Natural language region descriptions
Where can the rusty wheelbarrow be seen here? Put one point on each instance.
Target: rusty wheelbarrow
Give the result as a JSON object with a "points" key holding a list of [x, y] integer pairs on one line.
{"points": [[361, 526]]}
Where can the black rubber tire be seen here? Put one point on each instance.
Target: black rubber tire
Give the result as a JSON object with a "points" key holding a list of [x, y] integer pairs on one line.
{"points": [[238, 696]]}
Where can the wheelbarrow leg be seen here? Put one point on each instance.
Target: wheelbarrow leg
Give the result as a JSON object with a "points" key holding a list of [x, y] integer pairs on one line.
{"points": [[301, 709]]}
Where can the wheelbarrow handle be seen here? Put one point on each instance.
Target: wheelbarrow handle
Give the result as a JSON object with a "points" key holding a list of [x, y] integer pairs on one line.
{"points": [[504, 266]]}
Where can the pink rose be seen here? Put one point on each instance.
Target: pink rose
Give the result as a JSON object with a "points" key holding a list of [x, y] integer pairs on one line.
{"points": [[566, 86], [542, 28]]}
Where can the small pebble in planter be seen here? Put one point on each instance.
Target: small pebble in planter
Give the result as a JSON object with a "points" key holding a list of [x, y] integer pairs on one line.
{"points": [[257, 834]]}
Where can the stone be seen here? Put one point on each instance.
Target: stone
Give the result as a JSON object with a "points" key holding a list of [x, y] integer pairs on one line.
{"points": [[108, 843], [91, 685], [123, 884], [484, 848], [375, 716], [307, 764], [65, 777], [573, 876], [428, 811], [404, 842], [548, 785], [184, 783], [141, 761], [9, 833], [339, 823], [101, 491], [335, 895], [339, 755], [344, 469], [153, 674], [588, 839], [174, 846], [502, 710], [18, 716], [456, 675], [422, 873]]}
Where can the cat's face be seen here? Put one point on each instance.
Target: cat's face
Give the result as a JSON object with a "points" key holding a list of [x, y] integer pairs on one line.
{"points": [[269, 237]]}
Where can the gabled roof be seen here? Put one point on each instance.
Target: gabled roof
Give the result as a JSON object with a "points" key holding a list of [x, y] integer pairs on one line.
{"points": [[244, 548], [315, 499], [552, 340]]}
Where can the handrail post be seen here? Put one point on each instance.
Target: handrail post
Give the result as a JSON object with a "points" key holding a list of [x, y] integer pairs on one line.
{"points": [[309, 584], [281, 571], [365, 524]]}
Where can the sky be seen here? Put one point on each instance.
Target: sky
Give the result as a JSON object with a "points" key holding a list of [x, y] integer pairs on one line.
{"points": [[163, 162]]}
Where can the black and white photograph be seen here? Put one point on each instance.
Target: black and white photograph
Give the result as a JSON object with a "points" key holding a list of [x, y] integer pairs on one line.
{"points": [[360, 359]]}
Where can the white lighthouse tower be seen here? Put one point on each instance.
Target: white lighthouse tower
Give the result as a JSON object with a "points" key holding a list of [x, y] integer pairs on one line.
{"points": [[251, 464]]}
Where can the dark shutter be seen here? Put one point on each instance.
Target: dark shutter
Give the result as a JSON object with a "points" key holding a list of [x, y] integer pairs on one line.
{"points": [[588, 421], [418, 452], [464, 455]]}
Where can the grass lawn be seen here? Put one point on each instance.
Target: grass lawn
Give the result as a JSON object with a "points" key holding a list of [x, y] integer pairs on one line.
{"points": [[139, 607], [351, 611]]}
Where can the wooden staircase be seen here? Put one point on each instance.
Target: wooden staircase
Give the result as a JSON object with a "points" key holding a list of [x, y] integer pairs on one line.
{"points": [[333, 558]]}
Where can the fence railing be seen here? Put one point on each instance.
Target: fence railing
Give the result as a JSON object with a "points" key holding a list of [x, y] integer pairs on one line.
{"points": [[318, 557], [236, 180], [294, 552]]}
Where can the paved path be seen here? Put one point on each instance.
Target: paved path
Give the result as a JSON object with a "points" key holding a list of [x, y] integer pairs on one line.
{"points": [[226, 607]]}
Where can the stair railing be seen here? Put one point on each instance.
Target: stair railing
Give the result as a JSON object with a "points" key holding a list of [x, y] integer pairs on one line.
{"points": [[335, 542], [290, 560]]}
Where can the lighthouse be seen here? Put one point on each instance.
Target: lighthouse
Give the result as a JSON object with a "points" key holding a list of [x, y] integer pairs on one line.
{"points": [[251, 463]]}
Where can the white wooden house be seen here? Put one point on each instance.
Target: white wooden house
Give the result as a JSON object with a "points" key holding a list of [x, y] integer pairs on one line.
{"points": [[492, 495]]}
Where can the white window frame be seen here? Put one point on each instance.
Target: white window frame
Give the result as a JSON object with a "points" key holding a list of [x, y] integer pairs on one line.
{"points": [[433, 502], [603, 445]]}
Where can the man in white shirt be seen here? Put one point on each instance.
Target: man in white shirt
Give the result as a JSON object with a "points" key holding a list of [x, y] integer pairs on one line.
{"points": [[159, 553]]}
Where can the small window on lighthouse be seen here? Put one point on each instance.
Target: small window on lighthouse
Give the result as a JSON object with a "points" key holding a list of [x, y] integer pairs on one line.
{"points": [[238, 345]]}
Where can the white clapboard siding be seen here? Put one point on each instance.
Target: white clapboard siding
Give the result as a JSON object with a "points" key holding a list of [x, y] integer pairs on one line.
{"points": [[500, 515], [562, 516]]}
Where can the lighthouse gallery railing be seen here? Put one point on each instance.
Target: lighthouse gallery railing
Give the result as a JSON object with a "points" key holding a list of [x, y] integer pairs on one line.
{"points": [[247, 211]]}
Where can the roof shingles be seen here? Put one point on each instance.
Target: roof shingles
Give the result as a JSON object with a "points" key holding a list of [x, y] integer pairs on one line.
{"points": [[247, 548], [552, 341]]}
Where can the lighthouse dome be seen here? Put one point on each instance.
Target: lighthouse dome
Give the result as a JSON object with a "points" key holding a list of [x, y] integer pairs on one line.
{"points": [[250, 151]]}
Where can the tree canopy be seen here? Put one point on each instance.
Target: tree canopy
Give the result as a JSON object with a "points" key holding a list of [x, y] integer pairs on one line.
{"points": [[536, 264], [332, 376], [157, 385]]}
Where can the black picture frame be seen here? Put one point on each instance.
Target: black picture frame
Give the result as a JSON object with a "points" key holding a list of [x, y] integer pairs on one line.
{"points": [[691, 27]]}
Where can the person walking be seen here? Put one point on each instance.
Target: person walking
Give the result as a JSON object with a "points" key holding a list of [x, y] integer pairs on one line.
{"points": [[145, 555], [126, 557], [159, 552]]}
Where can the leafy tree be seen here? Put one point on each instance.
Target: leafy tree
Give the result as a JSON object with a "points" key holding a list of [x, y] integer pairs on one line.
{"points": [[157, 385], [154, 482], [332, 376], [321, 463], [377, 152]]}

*Exercise aim*: Copy out the lines of the records above in which the string "dark" appears.

*Answer below*:
Where can the dark shutter be seen here? Put one point on each instance.
Target: dark shutter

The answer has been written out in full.